What is being asked ▸ Swap "brown" for "black" in the lines below, starting with the line containing "Where can the brown" and continuing through the line containing "<point>299,95</point>", and give those lines again with nothing else changed.

Saved data entries
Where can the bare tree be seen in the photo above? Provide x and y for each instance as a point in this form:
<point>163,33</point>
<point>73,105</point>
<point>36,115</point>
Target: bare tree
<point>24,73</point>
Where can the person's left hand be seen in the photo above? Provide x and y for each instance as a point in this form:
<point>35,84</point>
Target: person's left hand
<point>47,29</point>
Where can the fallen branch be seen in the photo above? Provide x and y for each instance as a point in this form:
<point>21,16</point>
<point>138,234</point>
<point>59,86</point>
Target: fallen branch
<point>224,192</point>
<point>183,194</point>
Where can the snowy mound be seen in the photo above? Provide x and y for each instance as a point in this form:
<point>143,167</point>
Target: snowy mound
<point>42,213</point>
* * *
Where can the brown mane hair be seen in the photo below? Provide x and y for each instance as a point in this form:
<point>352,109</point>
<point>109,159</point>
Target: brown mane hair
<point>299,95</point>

Task solution ▸
Where can the black mane hair be seen in the photo below? Provide x and y for each instance as a point in this form:
<point>352,109</point>
<point>109,159</point>
Target: black mane hair
<point>299,95</point>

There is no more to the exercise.